Provided text section start
Gankeded from
taliawyvern A - Accent: None really, although when provoked I will lapse in to a light southern drawl.
B - Breakfast Item: Pancakes! (I've really been jonesing. Usually it's eggs)
C - Chore you hate: Cleaning the bathroom.
D - Dad's Name: Daniel
E - Essential everyday item: iPod
F - Flavour ice cream: White chocolate chip in vanilla, but it's almost impossible to find.
G - Gold or Silver?: Both.
H - Hometown: I was born in NYC, but grew up mostly in Lexington KY.
I - Insomnia?: Occasionally. This time caused by Paxil. Otherwise, no, not really.
J - Job Title: Customer Care Advocate, which is a fancy way of saying customer service.
K - Kids: None.
L - Living arrangements: Rent a 2 bed room apt with my best friend.
M - Mother's birthplace: Blackstar, Kentucky
N - Number of significant others you’ve ever had: Three, I'd say, though that depends how you measure significance.
O - Overnight hospital stays: 2.
P - Phobia: Ants. Being burried alive. Anything sharp being thrust in to my hands.
Q - Queer?: Bi-curious but going nowhere
R - Religious Affiliation: Pastafarian. I converted to the Chucrn of the Flying Spaghetti Monster. I'm not always as spiritual as I feel I should be.
S - Siblings: One brother whom I not so affectionately refer to as 'idiot'.
T - Time you wake up: I have no set wake up time. Depends on when I went to sleep, and what I have planned for the day.
U - Unnatural hair colours you've worn: Most I've ever done to my actual hair was highlight it blonde. But I wear colored wigs all the time. I have on a purple one as I type this.
V - Vegetable you refuse to eat: Beets, broccoli, spinich, asparagus, brussle sprouts,
W - Worst habit: bite my nails.
X - X-rays you’ve had: Some dentist x-rays and chest xrays to see if I have a clot in my lung.
Y - Yummy: strawberries with my own homemade whipped cream.
Provided text section end
Information given section start
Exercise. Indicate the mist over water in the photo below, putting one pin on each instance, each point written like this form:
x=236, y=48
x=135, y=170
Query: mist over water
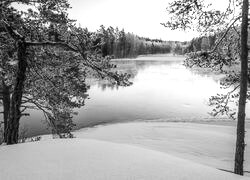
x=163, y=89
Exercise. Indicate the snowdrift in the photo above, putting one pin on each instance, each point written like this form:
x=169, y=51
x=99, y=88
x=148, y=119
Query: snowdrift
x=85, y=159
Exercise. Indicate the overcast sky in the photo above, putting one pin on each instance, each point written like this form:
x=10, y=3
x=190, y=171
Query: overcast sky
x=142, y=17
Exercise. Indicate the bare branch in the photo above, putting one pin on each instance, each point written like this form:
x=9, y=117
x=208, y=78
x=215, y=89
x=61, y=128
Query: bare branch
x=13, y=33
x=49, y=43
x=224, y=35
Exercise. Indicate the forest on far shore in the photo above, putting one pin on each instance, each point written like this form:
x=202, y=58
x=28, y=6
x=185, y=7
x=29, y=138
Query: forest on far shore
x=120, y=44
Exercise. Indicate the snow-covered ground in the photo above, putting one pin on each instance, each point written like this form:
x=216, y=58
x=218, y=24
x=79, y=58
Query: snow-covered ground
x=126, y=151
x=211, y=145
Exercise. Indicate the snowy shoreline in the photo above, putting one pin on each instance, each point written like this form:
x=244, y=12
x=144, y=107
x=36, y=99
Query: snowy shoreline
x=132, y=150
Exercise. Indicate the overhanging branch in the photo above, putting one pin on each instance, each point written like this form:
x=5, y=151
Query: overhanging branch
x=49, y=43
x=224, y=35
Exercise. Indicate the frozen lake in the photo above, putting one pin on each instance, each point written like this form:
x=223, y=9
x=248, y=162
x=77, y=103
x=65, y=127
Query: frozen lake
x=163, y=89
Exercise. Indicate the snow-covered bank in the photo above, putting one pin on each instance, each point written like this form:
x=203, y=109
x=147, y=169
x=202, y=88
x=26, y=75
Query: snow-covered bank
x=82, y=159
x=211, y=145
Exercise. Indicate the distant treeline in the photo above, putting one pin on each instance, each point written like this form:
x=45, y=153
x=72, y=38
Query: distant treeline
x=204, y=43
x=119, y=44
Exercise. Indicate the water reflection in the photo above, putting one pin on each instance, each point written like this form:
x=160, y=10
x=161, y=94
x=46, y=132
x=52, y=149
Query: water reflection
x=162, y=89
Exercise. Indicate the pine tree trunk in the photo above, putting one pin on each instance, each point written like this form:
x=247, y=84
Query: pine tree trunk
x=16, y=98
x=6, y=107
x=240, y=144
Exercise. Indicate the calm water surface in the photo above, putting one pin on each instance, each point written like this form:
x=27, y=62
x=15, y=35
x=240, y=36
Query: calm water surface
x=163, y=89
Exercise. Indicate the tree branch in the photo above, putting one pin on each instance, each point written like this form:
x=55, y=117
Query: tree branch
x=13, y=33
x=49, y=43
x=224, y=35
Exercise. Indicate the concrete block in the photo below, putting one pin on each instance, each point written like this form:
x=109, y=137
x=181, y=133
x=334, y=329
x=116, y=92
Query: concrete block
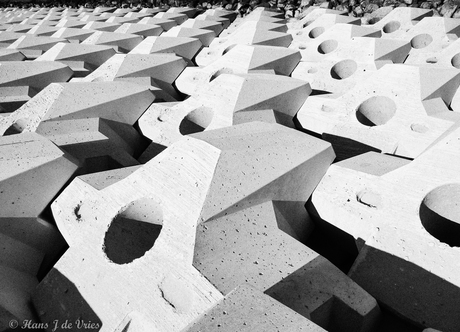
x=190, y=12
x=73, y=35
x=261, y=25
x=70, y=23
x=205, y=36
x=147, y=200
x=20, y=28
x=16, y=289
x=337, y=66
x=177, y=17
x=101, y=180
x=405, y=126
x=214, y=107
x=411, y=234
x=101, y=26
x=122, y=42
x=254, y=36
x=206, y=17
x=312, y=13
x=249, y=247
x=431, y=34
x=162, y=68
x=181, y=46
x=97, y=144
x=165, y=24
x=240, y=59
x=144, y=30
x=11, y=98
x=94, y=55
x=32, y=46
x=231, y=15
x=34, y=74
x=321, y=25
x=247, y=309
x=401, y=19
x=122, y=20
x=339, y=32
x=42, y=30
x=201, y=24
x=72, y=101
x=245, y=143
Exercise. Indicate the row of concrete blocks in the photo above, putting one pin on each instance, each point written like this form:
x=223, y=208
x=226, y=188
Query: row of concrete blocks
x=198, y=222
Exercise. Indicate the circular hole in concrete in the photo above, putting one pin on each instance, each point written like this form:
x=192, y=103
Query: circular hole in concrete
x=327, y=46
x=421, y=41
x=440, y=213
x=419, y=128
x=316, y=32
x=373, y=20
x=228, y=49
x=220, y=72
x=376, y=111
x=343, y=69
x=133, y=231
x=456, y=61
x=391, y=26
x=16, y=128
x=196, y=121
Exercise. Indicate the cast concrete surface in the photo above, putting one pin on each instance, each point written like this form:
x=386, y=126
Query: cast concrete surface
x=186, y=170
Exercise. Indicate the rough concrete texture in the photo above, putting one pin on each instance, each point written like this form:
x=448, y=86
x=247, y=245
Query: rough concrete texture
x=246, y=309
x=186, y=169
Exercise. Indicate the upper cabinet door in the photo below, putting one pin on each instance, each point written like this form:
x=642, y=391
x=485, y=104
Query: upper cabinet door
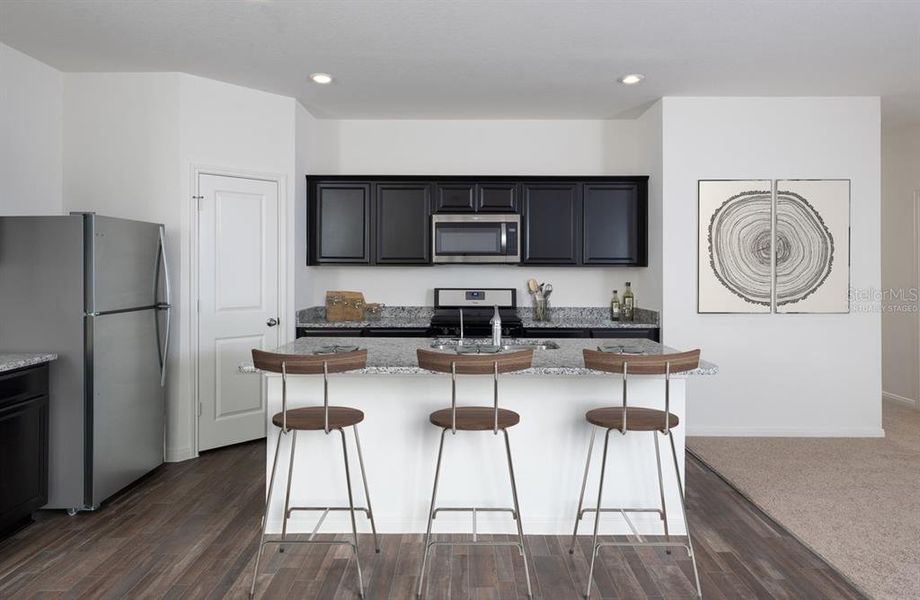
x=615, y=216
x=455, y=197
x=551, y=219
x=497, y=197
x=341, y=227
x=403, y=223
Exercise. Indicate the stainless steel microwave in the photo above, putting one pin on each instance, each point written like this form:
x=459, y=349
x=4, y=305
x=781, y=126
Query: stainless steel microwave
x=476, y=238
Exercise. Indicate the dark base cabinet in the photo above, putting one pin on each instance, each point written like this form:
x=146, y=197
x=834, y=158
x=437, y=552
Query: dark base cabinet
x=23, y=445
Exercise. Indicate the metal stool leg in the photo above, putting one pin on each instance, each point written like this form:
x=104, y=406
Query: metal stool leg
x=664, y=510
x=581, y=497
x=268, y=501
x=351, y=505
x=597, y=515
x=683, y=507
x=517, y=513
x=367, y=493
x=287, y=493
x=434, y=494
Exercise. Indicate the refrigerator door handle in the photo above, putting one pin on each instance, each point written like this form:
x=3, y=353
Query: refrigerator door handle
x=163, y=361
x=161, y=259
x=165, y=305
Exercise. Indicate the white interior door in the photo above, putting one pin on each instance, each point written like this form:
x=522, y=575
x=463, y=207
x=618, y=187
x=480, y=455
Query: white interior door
Information given section end
> **Brief 1**:
Using the alphabet survey, please explain in one to three sentences why the writer has no set wake-up time.
> **Brief 2**:
Write out the part of the alphabet survey starting with "T - Time you" and going on through "I type this.".
None of the data is needed here.

> **Result 1**:
The writer's wake-up time depends on when they went to sleep and on what they have planned for the day.

> **Result 2**:
T - Time you wake up: I have no set wake up time. Depends on when I went to sleep, and what I have planned for the day.
U - Unnatural hair colours you've worn: Most I've ever done to my actual hair was highlight it blonde. But I wear colored wigs all the time. I have on a purple one as I type this.